Problem description.
Format every line of the data below as a JSON list of strings, one string for each line, and omit any blank lines.

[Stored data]
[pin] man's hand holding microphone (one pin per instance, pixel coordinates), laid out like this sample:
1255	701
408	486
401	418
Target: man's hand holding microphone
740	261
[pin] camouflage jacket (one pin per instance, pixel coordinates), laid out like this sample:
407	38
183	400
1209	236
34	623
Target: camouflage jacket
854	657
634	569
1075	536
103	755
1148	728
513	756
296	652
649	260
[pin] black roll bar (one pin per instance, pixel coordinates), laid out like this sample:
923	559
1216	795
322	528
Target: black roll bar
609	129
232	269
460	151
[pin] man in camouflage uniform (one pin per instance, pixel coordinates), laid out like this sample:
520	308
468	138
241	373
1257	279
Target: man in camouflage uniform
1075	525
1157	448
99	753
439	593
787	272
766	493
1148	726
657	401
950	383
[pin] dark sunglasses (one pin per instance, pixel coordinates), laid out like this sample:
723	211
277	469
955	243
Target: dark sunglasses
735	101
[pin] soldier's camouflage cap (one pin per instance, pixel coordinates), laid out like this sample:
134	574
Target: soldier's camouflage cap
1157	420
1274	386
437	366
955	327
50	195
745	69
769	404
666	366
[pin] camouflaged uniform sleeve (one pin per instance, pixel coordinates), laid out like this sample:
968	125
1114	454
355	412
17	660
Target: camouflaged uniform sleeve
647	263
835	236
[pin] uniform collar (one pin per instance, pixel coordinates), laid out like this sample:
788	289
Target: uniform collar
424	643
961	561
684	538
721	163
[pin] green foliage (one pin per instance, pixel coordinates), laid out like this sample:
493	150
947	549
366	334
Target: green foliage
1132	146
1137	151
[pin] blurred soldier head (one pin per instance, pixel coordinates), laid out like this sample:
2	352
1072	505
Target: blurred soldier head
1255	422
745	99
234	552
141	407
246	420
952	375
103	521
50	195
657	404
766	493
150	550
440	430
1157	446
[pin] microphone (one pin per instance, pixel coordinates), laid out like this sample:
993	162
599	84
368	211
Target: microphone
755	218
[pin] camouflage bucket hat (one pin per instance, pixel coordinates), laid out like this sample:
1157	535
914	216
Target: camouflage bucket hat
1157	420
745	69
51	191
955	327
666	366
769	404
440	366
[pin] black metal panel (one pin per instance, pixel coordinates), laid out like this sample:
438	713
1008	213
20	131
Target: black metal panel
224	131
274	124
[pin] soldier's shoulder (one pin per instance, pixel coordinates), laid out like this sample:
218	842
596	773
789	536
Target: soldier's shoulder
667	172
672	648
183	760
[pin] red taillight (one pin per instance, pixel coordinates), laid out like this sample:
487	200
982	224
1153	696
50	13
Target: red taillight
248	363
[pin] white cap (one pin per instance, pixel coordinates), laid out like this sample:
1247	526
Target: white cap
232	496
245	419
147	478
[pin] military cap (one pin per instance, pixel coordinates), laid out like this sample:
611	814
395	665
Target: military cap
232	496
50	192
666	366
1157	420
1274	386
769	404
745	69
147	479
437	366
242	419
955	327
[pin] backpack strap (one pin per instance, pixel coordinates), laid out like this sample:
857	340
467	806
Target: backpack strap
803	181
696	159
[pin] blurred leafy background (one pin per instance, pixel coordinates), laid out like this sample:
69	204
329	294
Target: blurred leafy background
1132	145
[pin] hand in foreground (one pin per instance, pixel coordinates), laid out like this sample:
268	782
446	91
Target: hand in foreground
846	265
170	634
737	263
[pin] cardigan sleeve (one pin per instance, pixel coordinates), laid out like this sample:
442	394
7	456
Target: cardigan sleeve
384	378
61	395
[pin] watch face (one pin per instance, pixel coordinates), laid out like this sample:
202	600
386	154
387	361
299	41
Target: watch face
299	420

Response below.
[
  "[pin] man's hand holding microphone (one pin per instance, pixel coordinates), laid out like this sample:",
  "1255\t701",
  "408\t486",
  "401\t418",
  "Target: man's hand holding microphone",
  "740\t261",
  "[pin] camouflage jacket (one pin per instance, pixel coordinates), laid out like this sample:",
  "407\t38",
  "183\t400",
  "1209\t236",
  "34\t623",
  "Target: camouflage jacket",
  "854\t657",
  "634\t569",
  "1075\t536",
  "103\t755",
  "1148\t728",
  "513\t756",
  "296\t652",
  "649\t260",
  "[pin] black roll bar (one pin per instance, pixel coordinates), laid out like this sample:",
  "923\t559",
  "1216\t795",
  "322\t528",
  "Target: black roll bar",
  "609\t129",
  "232\t269",
  "460\t151",
  "[pin] man in camouflage uniform (one pin per instance, pixel coordinates), laid out like this sample:",
  "520\t308",
  "468\t138",
  "241\t373",
  "1257\t279",
  "Target: man in camouflage uniform",
  "1075\t525",
  "1157\t448",
  "99\t753",
  "439\t593",
  "787\t272",
  "766\t493",
  "1148\t726",
  "657\t401",
  "950\t383",
  "[pin] dark sunglasses (one pin per instance, pixel coordinates), laid out like this sample:",
  "723\t211",
  "277\t469",
  "955\t243",
  "Target: dark sunglasses",
  "735\t101",
  "[pin] soldier's camouflage cap (one pin per instance, pixel coordinates), laid out like this sample:",
  "134\t574",
  "Target: soldier's camouflage cap",
  "1157\t420",
  "1274\t386",
  "437\t366",
  "955\t327",
  "50\t195",
  "745\t69",
  "769\t404",
  "666\t366",
  "[pin] camouflaged uniform sleeve (one pin per instance, pixel coordinates), laid out like this sample:",
  "968\t125",
  "1114\t454",
  "355\t412",
  "17\t660",
  "Target: camouflaged uniform sleeve",
  "647\t263",
  "835\t236",
  "[pin] uniform collar (one pin per instance, pixel coordinates), laid out like this sample:",
  "788\t289",
  "Target: uniform collar",
  "424\t643",
  "961\t561",
  "684\t538",
  "721\t163",
  "[pin] green foliage (one pin per instance, pixel coordinates), laid out like this sample:",
  "493\t150",
  "947\t549",
  "366\t334",
  "Target: green foliage",
  "1132\t146",
  "1137\t151",
  "[pin] blurred soldier head (one pin per instance, pixel coordinates), laid out like this sample:",
  "2\t352",
  "1072\t505",
  "Target: blurred soldier head",
  "1255\t422",
  "745\t99",
  "234\t552",
  "141\t407",
  "246\t420",
  "952\t375",
  "103\t521",
  "50\t195",
  "657\t404",
  "766\t493",
  "150\t550",
  "440\t430",
  "1157\t446",
  "[pin] microphone (one pin per instance, pixel coordinates), laid out like this sample:",
  "993\t162",
  "599\t84",
  "368\t211",
  "Target: microphone",
  "755\t218",
  "[pin] camouflage bucket hat (one pin per instance, pixel coordinates), laid out like this sample:",
  "1157\t535",
  "914\t216",
  "Target: camouflage bucket hat",
  "1157\t420",
  "745\t69",
  "51\t191",
  "955\t327",
  "666\t366",
  "769\t404",
  "440\t366",
  "[pin] black metal panel (one pin per instance, pixel coordinates), laid out like this sample:",
  "438\t713",
  "1008\t213",
  "20\t131",
  "Target: black metal panel",
  "224\t131",
  "274\t124",
  "[pin] soldier's shoulder (one pin per instance, pixel coordinates), laid out like this sample:",
  "218\t842",
  "596\t773",
  "789\t536",
  "Target: soldier's shoulder",
  "667\t172",
  "672\t648",
  "183\t760",
  "[pin] red taillight (one pin per instance, pixel coordinates), laid out like this sample:",
  "487\t200",
  "982\t224",
  "1153\t696",
  "50\t13",
  "Target: red taillight",
  "248\t363",
  "[pin] white cap (one pin per instance, pixel coordinates), laid out like this sample:",
  "1247\t526",
  "Target: white cap",
  "232\t496",
  "245\t419",
  "147\t478",
  "[pin] military cap (one pin per instance, pixel coordinates), laid out like this sample:",
  "611\t814",
  "395\t665",
  "Target: military cap",
  "232\t496",
  "50\t192",
  "666\t366",
  "1157\t420",
  "1274\t386",
  "769\t404",
  "745\t69",
  "147\t479",
  "437\t366",
  "242\t419",
  "955\t327",
  "[pin] backpack strap (one pin per instance, pixel coordinates), laid out like this sample:",
  "857\t340",
  "467\t806",
  "Target: backpack strap",
  "803\t181",
  "696\t159",
  "[pin] blurred leafy background (one pin per instance, pixel coordinates), laid out like this sample:",
  "69\t204",
  "329\t294",
  "Target: blurred leafy background",
  "1132\t145",
  "[pin] hand in foreground (one pin per instance, pixel coordinates), laid out like this sample:",
  "268\t782",
  "446\t91",
  "Target: hand in foreground",
  "846\t265",
  "170\t634",
  "737\t263",
  "[pin] cardigan sleeve (one pin per instance, pixel coordinates), laid out like this sample:",
  "442\t394",
  "7\t456",
  "Target: cardigan sleeve",
  "384\t378",
  "61\t395",
  "[pin] watch face (one pin per instance, pixel coordinates), laid out like this sample:",
  "202\t600",
  "386\t154",
  "387\t361",
  "299\t41",
  "Target: watch face",
  "299\t420"
]